*** Opening of TEXT SEGMENT ***

Boje's focus here is on laying out different traditions for analyzing stories and narrative. The two are different:

Narrative requires plot, as well as coherence. To narrative theory, story is folksy, without emplotment, a simple telling of chronology. I propose 'antenarrative.' Antenarrative is the fragmented, non-linear, incoherent, collective, unplotted and pre-narrative speculation, a bet. (p.1). 

He connects antenarrative to the crisis of postmodernism and outlines ways to analyze antenarratives (as opposed to narrative in the classic sense): "eight antenarrative analysis options that can deal with the prevalence of fragmented and polyphonic storytelling in complex organizations and to provide teaching examples of these methods that are applicable to organization studies" (p.1). These options are treated in separate chapters:

  • Deconstruction analysis
  • Grand narrative analysis
  • Microstoria analysis
  • Story network analysis
  • Intertextuality analysis
  • Causality analysis 
  • Plot analysis
  • Theme analysis
Before getting into these options, Boje establishes five dimensions of antenarrative:
  • Pre-plot: Antenarrative precedes emplotment (p.3)

*** Close of TEXT SEGMENT ***
*** Opening of DATA SECTION ***

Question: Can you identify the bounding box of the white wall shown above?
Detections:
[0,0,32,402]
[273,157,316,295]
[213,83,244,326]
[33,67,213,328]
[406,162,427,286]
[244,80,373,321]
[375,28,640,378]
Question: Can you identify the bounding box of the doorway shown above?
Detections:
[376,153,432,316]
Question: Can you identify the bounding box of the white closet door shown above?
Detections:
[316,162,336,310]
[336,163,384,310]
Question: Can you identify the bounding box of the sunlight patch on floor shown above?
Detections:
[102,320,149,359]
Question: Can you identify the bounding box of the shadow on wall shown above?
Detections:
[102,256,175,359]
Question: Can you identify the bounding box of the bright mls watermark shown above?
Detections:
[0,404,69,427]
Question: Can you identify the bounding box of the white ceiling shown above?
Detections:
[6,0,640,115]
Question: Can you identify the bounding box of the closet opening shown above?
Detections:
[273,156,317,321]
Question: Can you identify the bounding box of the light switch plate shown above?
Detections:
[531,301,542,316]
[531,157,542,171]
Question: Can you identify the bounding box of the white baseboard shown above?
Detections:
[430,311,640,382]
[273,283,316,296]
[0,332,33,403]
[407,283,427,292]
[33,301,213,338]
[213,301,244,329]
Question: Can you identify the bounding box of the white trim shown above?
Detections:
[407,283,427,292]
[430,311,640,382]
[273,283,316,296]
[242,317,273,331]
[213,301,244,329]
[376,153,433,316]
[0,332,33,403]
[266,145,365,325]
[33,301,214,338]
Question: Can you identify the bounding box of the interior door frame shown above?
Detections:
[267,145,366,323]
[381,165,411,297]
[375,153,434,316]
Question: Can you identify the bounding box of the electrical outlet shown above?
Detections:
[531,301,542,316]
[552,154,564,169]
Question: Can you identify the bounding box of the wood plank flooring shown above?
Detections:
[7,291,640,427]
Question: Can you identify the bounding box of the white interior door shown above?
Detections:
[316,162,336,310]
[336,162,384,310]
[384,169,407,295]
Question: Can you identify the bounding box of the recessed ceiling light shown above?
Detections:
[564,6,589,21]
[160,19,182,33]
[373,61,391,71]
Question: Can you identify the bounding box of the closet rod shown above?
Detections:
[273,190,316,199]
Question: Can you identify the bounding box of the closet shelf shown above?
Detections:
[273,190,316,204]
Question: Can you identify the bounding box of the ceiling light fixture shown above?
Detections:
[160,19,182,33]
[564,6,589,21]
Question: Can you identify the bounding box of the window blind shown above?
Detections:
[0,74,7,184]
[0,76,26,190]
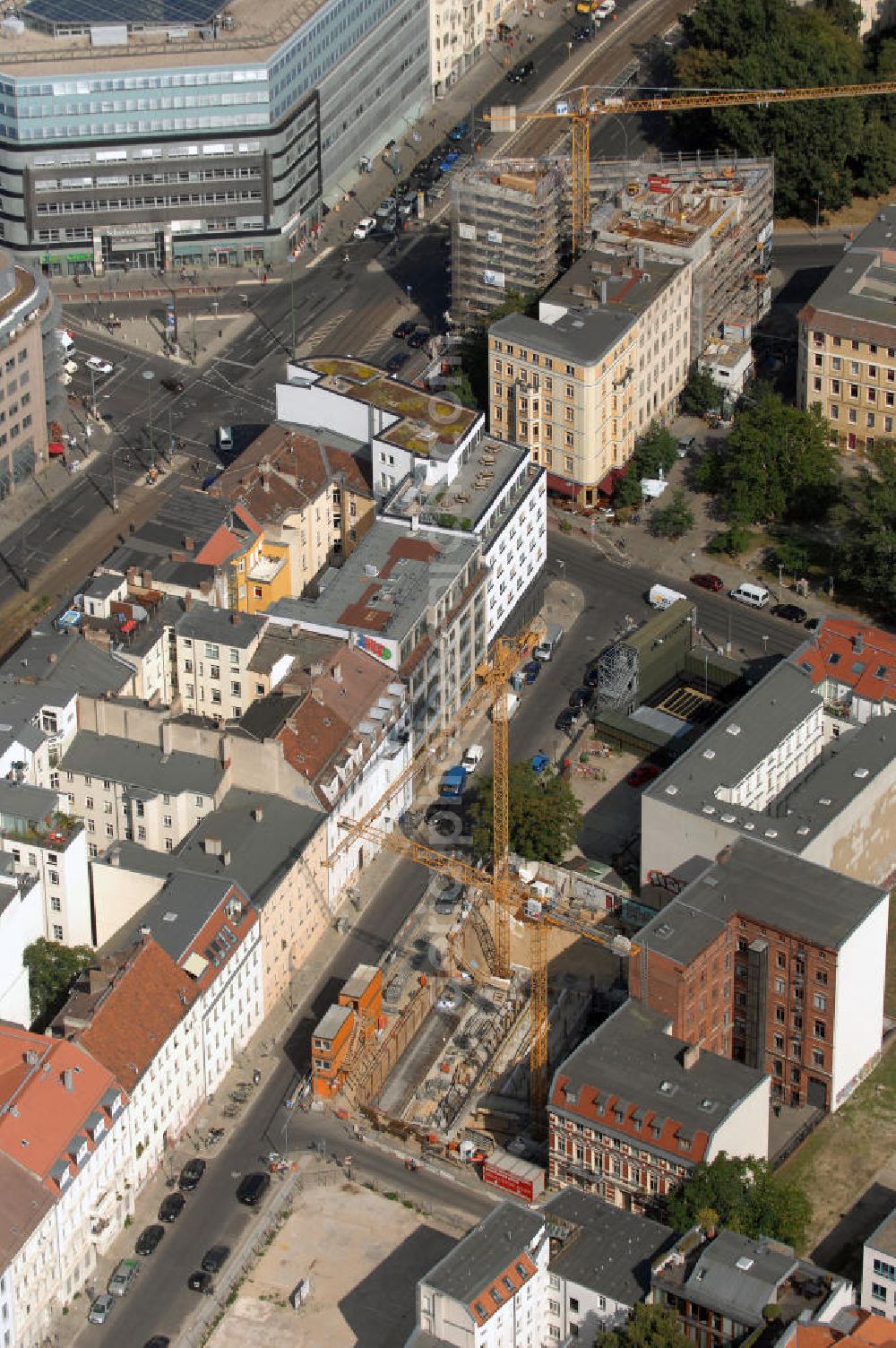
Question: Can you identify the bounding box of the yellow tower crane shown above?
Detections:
[504,80,896,256]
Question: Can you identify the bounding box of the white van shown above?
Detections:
[647,585,687,612]
[730,581,772,608]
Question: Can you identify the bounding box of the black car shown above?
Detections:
[159,1193,187,1222]
[177,1156,205,1193]
[187,1268,214,1297]
[772,604,808,623]
[236,1170,271,1208]
[134,1227,164,1255]
[202,1246,230,1273]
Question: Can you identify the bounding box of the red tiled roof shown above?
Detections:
[548,1073,710,1163]
[77,937,200,1091]
[791,618,896,703]
[468,1251,538,1325]
[0,1024,120,1195]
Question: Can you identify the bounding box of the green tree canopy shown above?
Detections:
[650,490,694,540]
[594,1300,690,1348]
[671,0,892,221]
[470,763,582,863]
[696,387,838,524]
[22,937,97,1030]
[834,441,896,615]
[667,1151,813,1247]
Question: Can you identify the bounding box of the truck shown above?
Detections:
[439,763,466,799]
[532,623,564,661]
[461,744,485,773]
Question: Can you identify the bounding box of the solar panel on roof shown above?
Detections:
[22,0,221,31]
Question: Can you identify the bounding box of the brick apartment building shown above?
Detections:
[629,838,888,1110]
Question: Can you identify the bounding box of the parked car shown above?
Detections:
[88,1292,115,1325]
[236,1170,271,1208]
[772,604,808,623]
[691,572,725,593]
[385,350,411,375]
[202,1246,230,1273]
[187,1268,214,1297]
[625,763,660,786]
[159,1193,187,1222]
[134,1225,164,1255]
[177,1156,205,1193]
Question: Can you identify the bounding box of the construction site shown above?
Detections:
[311,619,640,1192]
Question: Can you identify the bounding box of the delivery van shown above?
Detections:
[647,585,687,612]
[730,581,772,608]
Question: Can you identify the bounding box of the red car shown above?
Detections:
[625,763,660,786]
[691,572,725,591]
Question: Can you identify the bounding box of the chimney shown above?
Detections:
[682,1043,701,1072]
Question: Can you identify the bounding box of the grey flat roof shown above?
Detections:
[268,521,479,642]
[174,604,267,650]
[644,661,896,855]
[808,203,896,327]
[112,858,248,963]
[59,730,224,795]
[542,1189,677,1306]
[489,308,636,366]
[637,838,886,963]
[0,626,134,701]
[420,1203,545,1309]
[865,1208,896,1257]
[551,998,765,1135]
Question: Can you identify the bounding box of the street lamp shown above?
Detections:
[142,369,155,471]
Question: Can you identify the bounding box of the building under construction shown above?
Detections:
[452,153,775,359]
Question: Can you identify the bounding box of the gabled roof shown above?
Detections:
[77,937,198,1091]
[789,618,896,705]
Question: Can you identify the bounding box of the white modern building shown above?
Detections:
[0,781,93,945]
[407,1203,550,1348]
[862,1209,896,1322]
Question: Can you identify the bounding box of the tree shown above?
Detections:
[669,0,878,222]
[832,441,896,613]
[698,385,838,524]
[22,937,97,1029]
[650,490,694,540]
[667,1151,813,1247]
[679,361,725,417]
[594,1300,690,1348]
[470,763,582,863]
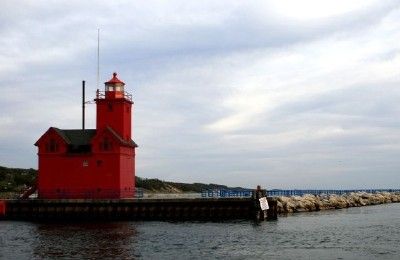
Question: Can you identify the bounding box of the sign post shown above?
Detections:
[259,197,269,210]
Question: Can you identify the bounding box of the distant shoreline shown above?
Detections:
[276,192,400,214]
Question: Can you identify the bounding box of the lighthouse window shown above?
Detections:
[100,137,112,151]
[46,139,58,153]
[82,160,89,167]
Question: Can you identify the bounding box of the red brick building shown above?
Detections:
[35,73,137,199]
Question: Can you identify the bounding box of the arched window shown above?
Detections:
[46,139,58,153]
[100,137,112,151]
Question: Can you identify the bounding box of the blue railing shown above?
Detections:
[267,189,400,197]
[201,189,253,198]
[134,188,143,199]
[201,189,400,198]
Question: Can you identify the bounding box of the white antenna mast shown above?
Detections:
[97,29,100,89]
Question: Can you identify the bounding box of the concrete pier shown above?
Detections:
[0,198,277,221]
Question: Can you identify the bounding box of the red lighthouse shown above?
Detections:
[35,73,137,199]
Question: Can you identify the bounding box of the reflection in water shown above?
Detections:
[0,203,400,259]
[32,222,137,259]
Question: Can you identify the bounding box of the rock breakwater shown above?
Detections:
[277,192,400,213]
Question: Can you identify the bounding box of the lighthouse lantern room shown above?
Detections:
[35,73,137,199]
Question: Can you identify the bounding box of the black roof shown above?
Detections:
[53,127,96,145]
[52,127,138,147]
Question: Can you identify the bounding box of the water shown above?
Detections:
[0,203,400,259]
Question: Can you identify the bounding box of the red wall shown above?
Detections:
[36,85,135,199]
[0,200,6,217]
[96,99,132,140]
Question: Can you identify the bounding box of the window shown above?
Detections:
[82,160,89,167]
[46,139,58,153]
[100,137,112,151]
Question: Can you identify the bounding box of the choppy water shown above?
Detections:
[0,203,400,259]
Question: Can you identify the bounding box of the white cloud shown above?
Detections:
[0,0,400,188]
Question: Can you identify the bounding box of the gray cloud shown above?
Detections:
[0,1,400,188]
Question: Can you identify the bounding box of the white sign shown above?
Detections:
[259,197,269,210]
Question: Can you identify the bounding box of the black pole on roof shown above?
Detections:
[82,80,85,130]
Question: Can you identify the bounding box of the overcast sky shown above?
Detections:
[0,0,400,188]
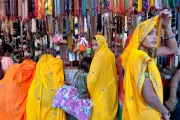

*** Close of DATA SECTION ***

BRIEF 1
Write out the section of the passage on antenarrative from "Narrative requires plot, as" up to and including "a bet. (p.1).".
BRIEF 2
Extend the passage on antenarrative, picking up after its final line.

YOUR RESPONSE 1
Narrative requires plot, as well as coherence. To narrative theory, story is folksy, without emplotment, a simple telling of chronology. I propose 'antenarrative.' Antenarrative is the fragmented, non-linear, incoherent, collective, unplotted and pre-narrative speculation, a bet. (p.1).

YOUR RESPONSE 2
  • Ambiguity: "Antenarrative is constituted out of the flow of living experience" and is thus speculative, oriented toward meaning-making (p.3)
  • Flow as sensemaking: Antenarrative is "a sensemaking to lived experience" (p.4)
  • Fragmentary: It precedes closure and thus involves multiple interpretations (p.4)
  • Collective before consensual: "It is before the plots have been agreed to" (p.4)
In the subsequent chapters, Boje examines each of the eight options, which are grounded in different sets of literature and different research traditions. He gives considerable attention to each. In this review, I won't: I'll skip to two that I think are most relevant for my work.

One is causality analysis (Ch.6), in which antenarratives advance tentative causal links. Boje quotes Nietzsche's question of whether causes lead to effects or whether effects lead to a search for causes. In antenarratives, people nominate causes for the effects they see around them. Examples include origin stories and stories of praise or blame. To explore these, Boje catalogs different processes:
  • identifying temporal language in antenarratives
  • the relation between microstories and macrostories
  • tracing intertextual linkages of assertions across stories
  • developing a narrative mapping of causal assertions (p.102)
The second chapter I focus on is the one on thematic analysis (Ch.8), which (Boje notes) is not strictly associated with stories (p.122). In fact, whereas "taxonomy cells in narrative theory are little theme cages to entrap stories," Boje emphasizes how antenarratives move in between and outside taxonomic classification (p.122). In an antenarrative approach, then, Boje exhorts us to ask: 
  • What gets left out of themes?
  • What goes on between the cells of themes? (p.125)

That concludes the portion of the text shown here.